== EXERCISE INPUTS ==
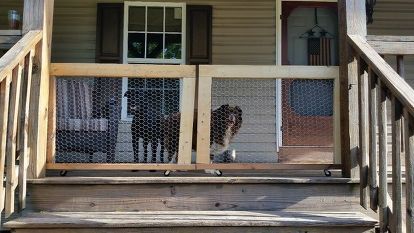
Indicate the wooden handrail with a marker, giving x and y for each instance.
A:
(385, 86)
(401, 89)
(12, 58)
(121, 70)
===
EXERCISE INSTRUCTIONS:
The records above should be returned exactly; no image belongs in the copy.

TASK SOLUTION:
Indicate the wooden handrail with a marker, giving x and y for each instance.
A:
(385, 86)
(401, 89)
(12, 58)
(121, 70)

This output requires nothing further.